** Opening Data in this exercise block **
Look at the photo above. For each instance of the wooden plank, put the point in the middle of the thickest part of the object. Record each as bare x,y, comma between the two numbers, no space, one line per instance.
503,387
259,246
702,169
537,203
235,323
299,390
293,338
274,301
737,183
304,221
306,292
** Closing Data in this exercise block **
### Exercise
Output all of the data again. Match it exactly.

### Written reply
Look at the photo above. For each instance of the wooden plank, put the point in the middle of the thickest part of the object. Record each as bare x,y, comma between the two numbers, no space, one line per instance.
503,387
259,246
702,169
537,203
235,323
299,390
293,338
274,301
737,183
304,221
306,292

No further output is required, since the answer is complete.